→ ACTIVITY
When copying the entries below, leave out every picture and keep the rest exact.

Saved data entries:
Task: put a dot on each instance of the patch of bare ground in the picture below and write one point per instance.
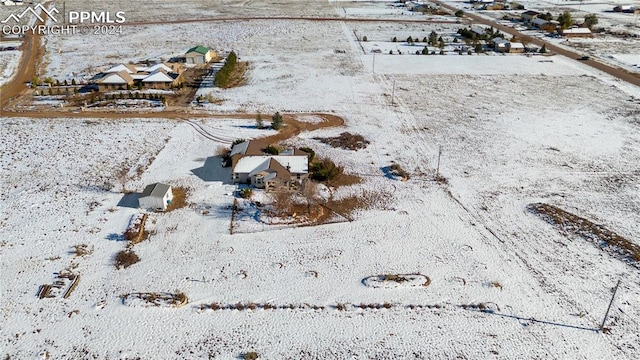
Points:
(344, 180)
(345, 140)
(176, 299)
(126, 258)
(367, 199)
(397, 170)
(135, 232)
(599, 235)
(236, 78)
(179, 200)
(397, 280)
(82, 250)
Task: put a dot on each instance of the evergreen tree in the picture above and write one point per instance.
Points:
(259, 121)
(276, 121)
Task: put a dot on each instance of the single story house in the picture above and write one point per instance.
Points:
(156, 197)
(529, 15)
(199, 55)
(285, 171)
(576, 32)
(160, 79)
(506, 46)
(115, 81)
(126, 76)
(516, 47)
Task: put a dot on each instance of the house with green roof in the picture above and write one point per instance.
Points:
(199, 55)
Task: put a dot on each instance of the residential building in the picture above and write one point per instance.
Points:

→ SOLUTION FOR THIS EXERCISE
Task: put a dot on each instance of the patch of bare ground in the picture below and write one point per instance.
Points:
(344, 180)
(345, 140)
(176, 299)
(126, 258)
(367, 199)
(397, 170)
(135, 232)
(599, 235)
(236, 78)
(179, 200)
(397, 280)
(82, 250)
Task: put a dot on each instance of the evergreen tree in the picture above and write one point per instance.
Points:
(259, 121)
(276, 121)
Task: put a dot on each instance of the single story house in the picture above and write one point per instance.
Points:
(156, 197)
(529, 15)
(199, 55)
(285, 171)
(576, 32)
(160, 79)
(506, 46)
(115, 81)
(126, 76)
(516, 47)
Task: put a dot on each instance of the house with green roof in the picture above and write one point per instance.
Points:
(199, 55)
Task: put a dot on each instance of the residential building in the picture above and write one point per instance.
Points:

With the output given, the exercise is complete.